Exercise goal –
Copy each of the records below word for word, line by line, without changing anything.
______
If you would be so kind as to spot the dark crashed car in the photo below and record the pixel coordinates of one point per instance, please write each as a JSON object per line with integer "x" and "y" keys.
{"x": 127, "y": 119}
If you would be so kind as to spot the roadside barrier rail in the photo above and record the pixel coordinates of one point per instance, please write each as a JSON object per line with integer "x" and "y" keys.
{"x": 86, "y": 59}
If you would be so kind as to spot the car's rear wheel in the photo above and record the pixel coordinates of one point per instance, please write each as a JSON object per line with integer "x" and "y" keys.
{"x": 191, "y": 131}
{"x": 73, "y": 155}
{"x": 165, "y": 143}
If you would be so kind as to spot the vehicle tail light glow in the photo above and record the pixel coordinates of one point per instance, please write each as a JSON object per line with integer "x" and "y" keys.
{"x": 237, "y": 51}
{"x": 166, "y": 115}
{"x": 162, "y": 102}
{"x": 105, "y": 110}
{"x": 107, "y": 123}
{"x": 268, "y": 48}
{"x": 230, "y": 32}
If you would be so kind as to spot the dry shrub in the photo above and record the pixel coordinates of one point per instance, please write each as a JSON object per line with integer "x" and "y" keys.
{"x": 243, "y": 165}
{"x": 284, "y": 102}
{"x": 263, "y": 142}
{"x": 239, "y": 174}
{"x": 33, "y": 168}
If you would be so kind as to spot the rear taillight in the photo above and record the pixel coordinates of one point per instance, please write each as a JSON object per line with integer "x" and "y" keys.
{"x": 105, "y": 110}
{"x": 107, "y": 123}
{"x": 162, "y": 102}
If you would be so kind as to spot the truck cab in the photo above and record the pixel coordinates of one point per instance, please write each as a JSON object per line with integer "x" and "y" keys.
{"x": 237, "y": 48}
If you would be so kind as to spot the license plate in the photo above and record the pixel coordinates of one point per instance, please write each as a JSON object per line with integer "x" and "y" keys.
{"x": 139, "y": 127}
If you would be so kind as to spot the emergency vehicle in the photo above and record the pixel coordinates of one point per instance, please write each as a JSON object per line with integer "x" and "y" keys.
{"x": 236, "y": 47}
______
Exercise solution –
If you would be so kind as to spot the dark crashed car in the photo below and record the pixel coordinates of one point per instance, please write each as a JSON object per line with integer "x" and "y" keys.
{"x": 127, "y": 119}
If you would be so kind as to spot the roadside barrier rail in the photo above and record the pixel coordinates of one point per instance, please write each as a JSON object per line with integer "x" and "y" keys.
{"x": 86, "y": 59}
If you would be so kind as to spot the car's rear wheel in the photo above and record the pixel coordinates of one point per instance, please write each as a JSON object per line with integer "x" and "y" keys.
{"x": 191, "y": 131}
{"x": 73, "y": 155}
{"x": 165, "y": 143}
If you would be so kind as to spot the vehicle tail light glow in the photo above and record the pixel coordinates of one point per instance, please write each as a JSON object per line with integer "x" and "y" keys.
{"x": 237, "y": 51}
{"x": 166, "y": 115}
{"x": 162, "y": 102}
{"x": 105, "y": 110}
{"x": 107, "y": 123}
{"x": 268, "y": 48}
{"x": 230, "y": 32}
If you would be so kind as to spot the dry shrub in the photo above and record the pixel coordinates of one point per instance, please write each as a JSON object per line with integer "x" and "y" keys.
{"x": 243, "y": 165}
{"x": 284, "y": 102}
{"x": 263, "y": 142}
{"x": 239, "y": 174}
{"x": 33, "y": 168}
If you would be so kind as to spot the rear taillight in the photo above and record the pixel coordinates of one point per instance, please write each as a JSON object per line with integer "x" and "y" keys.
{"x": 105, "y": 110}
{"x": 107, "y": 123}
{"x": 162, "y": 102}
If you would be so kind as to spot the truck cab in the photo above and record the pixel coordinates of one point per instance, please write each as a JSON object per line with integer "x" and "y" keys.
{"x": 237, "y": 48}
If you would be so kind as to spot the license plate in the photo above and record the pixel coordinates of one point per instance, please write each as a JSON object per line with integer "x" and "y" keys.
{"x": 139, "y": 127}
If you would be so kind as to spot the emergency vehicle in the photo above and record the pixel coordinates of one point per instance, please write each as a JSON object per line with integer "x" and "y" keys.
{"x": 236, "y": 47}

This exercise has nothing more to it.